AVAILABLE DATA:
"""
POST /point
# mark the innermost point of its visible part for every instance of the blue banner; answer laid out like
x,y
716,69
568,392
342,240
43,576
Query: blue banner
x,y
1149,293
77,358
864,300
"""
In the material above, tally the lines that include the word "point" and give only that figure.

2